··· KUTIPAN SUMBER ···

Tujuan pelajaran matematika di sekolah dasar adalah
agar peserta didik memiliki kemampuan sebagai berikut:
1.
Memahami
konsep matematika, menjelaskan keterkaitan antarkonsep dan mengaplikasikan
konsep atau algoritma, secara luwes, akurat, efisien, dan tepat dalam pemecahan
masalah.
2.
Menggunakan
penalaran pada pola dan sifat, melakukan manipulasi matematika dalam membuat
generalisasi, menyusun bukti, atau menjelaskan gagasan dan pernyataan matematika.
3.
Memecahkan
masalah yang meliputi kemampuan memahami masalah, merancang model matematika,
menyelesaikan model dan menafsirkan solusi yang diperoleh.
4.
Mengkomunikasikan
gagasan dengan simbol, tabel, diagram, atau media lain untuk memperjelas
keadaan atau masalah.
5.
Memiliki sikap
menghargai kegunaan matematika dalam kehidupan, yaitu memiliki rasa ingin tahu,
perhatian, dan minat dalam mempelajari matematika, serta sikap ulet dan percaya
diri dalam pemecahan masalah. (Arinil, 2011:online)
Mengajar matematika diperlukan teori
yang digunakan untuk membuat keputusan dikelas dan sebagai dasar mengobservasi
tingkah laku anak didik dalam belajar (Depdiknas, 2007: 4). Kemampuan untuk
mengambil keputusan secara tepat dan cepat, dan kemampuan untuk mengobservasi tingkah
laku siswa merupakan factor yang dapat mempengaruhi guru dalam menentukan
pendekatan pembelajran matematika yang tepat, sehingga pembelajaran menjadi
efektif, bermakna dan menyenangkan.

···

PERMINTAAN TERTULIS A -
Tampilkan setiap baris dalam daftar di bawah yang memuat kata "floor".

··· DAFTAR YANG DIBERIKAN ···

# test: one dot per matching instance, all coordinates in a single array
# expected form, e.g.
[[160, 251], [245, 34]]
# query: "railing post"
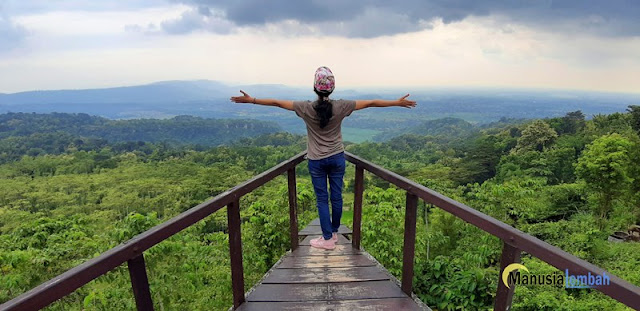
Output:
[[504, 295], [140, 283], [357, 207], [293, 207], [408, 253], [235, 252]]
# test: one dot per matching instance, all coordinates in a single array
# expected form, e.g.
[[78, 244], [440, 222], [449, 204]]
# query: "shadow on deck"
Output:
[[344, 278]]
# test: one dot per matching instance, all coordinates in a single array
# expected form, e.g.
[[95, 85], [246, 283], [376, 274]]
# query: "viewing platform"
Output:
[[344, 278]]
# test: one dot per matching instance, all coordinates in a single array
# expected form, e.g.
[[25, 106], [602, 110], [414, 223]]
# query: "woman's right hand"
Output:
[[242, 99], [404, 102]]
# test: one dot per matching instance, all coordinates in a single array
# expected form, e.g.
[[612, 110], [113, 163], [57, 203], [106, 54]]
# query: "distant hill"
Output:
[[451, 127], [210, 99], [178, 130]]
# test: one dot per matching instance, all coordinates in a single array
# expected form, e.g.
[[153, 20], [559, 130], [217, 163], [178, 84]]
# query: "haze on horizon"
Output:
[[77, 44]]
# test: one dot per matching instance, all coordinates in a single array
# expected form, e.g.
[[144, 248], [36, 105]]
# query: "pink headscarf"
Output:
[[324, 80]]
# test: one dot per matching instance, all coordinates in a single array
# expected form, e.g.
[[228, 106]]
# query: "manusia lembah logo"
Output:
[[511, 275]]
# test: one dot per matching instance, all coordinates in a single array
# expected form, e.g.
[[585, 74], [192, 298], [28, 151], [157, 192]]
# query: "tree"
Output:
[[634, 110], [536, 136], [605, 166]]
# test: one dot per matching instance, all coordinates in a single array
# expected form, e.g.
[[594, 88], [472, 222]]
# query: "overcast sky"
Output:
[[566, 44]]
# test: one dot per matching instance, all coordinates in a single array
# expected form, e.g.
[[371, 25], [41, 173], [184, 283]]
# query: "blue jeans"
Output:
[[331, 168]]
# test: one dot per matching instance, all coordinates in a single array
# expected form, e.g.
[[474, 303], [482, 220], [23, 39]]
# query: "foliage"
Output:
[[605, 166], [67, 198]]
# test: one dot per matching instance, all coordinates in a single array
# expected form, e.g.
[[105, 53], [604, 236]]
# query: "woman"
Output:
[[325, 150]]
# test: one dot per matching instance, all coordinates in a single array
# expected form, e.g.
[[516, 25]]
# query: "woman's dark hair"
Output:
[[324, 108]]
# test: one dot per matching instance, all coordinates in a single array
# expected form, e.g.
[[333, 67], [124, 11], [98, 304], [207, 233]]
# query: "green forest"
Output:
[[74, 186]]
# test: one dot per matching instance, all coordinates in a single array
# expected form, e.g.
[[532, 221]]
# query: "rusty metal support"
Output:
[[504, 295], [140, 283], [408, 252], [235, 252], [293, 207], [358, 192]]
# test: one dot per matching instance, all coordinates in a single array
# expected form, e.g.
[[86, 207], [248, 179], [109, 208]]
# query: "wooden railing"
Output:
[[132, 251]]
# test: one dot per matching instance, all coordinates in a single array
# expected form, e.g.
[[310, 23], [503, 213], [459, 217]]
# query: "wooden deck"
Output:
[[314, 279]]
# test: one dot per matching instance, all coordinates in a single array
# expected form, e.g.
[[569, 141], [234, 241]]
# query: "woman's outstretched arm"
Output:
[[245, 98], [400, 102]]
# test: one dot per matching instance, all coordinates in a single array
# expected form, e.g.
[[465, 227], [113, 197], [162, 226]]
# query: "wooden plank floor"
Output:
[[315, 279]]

···
··· DAFTAR YANG DIBERIKAN ···

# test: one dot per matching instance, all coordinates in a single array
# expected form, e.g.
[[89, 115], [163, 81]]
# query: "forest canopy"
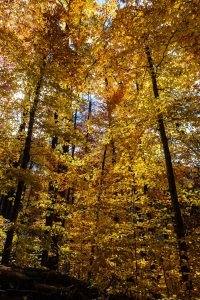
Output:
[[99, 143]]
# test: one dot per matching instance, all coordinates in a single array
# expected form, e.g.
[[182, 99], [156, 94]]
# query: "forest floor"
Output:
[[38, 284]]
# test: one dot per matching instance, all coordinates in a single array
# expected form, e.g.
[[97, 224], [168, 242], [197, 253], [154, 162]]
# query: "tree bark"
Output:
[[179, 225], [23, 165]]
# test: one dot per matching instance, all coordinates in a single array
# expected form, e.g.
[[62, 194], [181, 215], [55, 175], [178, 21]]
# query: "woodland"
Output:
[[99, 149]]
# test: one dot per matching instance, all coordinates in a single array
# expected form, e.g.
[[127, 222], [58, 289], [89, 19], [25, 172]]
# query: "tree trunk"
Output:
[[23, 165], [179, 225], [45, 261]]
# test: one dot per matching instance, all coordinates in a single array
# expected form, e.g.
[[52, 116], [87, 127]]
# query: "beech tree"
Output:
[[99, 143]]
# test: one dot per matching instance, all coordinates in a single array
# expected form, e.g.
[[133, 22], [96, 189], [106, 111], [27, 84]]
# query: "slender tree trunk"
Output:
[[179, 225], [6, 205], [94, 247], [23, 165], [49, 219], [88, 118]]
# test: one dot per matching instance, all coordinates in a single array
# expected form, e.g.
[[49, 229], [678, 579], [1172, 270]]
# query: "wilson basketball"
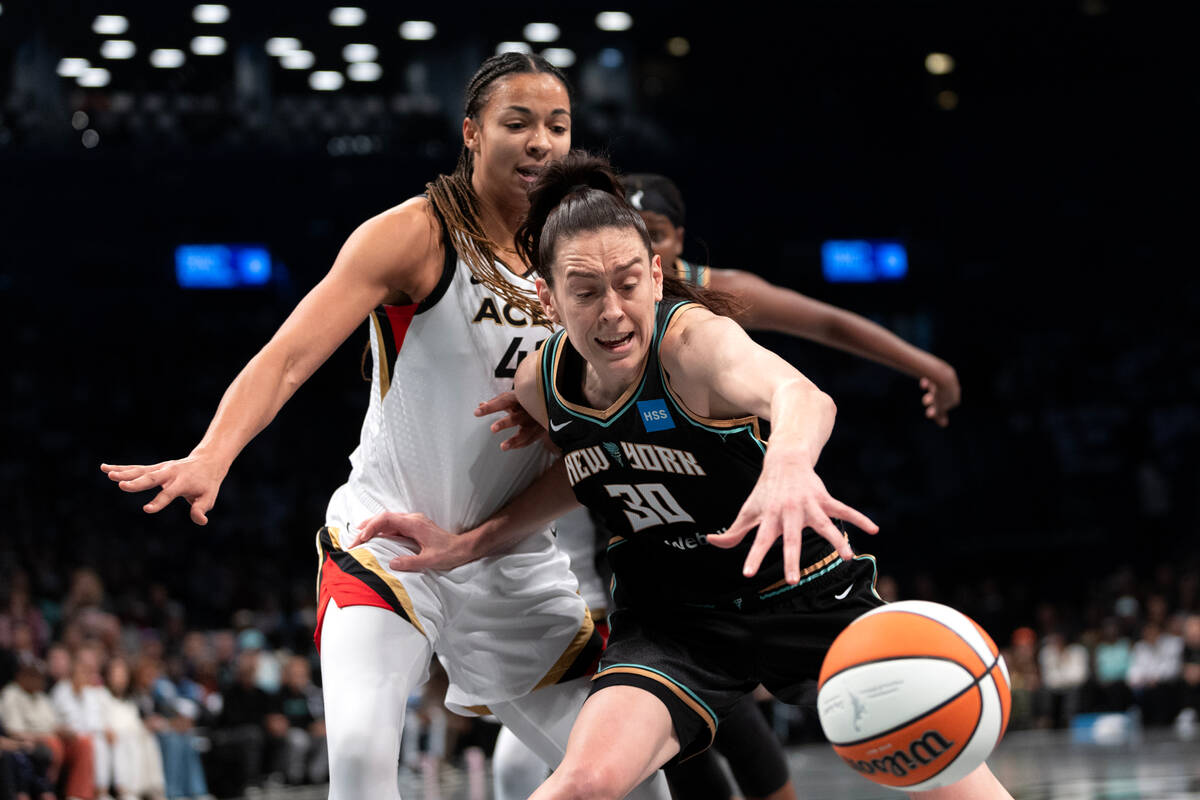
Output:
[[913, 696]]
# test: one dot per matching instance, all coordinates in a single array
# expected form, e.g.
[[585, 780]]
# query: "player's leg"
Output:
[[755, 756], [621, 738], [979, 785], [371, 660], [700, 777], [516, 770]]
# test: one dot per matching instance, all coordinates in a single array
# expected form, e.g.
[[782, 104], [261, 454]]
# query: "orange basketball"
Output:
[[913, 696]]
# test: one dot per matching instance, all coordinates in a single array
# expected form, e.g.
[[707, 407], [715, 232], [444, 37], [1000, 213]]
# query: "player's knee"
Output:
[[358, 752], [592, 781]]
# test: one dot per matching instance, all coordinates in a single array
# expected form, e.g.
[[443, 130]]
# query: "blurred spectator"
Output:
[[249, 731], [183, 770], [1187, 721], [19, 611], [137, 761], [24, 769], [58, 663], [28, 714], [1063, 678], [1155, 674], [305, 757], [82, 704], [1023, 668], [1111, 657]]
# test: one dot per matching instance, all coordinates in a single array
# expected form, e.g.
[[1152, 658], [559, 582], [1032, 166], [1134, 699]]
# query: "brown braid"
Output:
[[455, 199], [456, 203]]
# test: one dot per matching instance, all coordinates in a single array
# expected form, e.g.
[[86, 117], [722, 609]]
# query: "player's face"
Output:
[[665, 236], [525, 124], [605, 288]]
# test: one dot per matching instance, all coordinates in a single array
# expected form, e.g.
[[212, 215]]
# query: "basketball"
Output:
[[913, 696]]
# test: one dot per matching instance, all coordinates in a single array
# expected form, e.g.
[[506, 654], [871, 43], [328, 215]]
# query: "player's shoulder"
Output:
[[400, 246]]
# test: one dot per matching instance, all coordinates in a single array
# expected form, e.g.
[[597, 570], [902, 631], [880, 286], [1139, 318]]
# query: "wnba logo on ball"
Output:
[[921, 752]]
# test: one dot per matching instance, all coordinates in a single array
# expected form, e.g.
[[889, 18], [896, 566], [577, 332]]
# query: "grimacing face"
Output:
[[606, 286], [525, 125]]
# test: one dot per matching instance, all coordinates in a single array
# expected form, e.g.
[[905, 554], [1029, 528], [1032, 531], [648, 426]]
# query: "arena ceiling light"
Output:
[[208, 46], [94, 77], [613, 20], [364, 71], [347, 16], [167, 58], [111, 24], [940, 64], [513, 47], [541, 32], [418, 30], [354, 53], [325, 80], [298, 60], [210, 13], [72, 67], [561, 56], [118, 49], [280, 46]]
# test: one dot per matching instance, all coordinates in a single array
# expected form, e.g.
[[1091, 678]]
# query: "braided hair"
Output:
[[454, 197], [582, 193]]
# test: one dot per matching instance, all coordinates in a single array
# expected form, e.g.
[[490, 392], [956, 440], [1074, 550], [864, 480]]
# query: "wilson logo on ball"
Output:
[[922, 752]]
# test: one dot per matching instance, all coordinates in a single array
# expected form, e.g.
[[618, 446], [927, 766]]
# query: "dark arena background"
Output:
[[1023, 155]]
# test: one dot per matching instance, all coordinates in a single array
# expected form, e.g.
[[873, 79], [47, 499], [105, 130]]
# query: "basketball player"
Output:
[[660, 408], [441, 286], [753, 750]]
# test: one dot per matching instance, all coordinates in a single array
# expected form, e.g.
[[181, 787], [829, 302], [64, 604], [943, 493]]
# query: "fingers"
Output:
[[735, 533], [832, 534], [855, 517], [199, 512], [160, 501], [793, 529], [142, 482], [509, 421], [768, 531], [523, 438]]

···

PERMINTAAN TERTULIS B -
Ulangi bagian kutipan tentang pelajaran matematika di atas, mulai dari "Menggunakan" sampai dengan "keadaan atau masalah.".

HASIL YANG BENAR A -
# query: "wooden plank floor"
# query: "forest floor"

HASIL YANG BENAR B -
Menggunakan
penalaran pada pola dan sifat, melakukan manipulasi matematika dalam membuat
generalisasi, menyusun bukti, atau menjelaskan gagasan dan pernyataan matematika.
3.
Memecahkan
masalah yang meliputi kemampuan memahami masalah, merancang model matematika,
menyelesaikan model dan menafsirkan solusi yang diperoleh.
4.
Mengkomunikasikan
gagasan dengan simbol, tabel, diagram, atau media lain untuk memperjelas
keadaan atau masalah.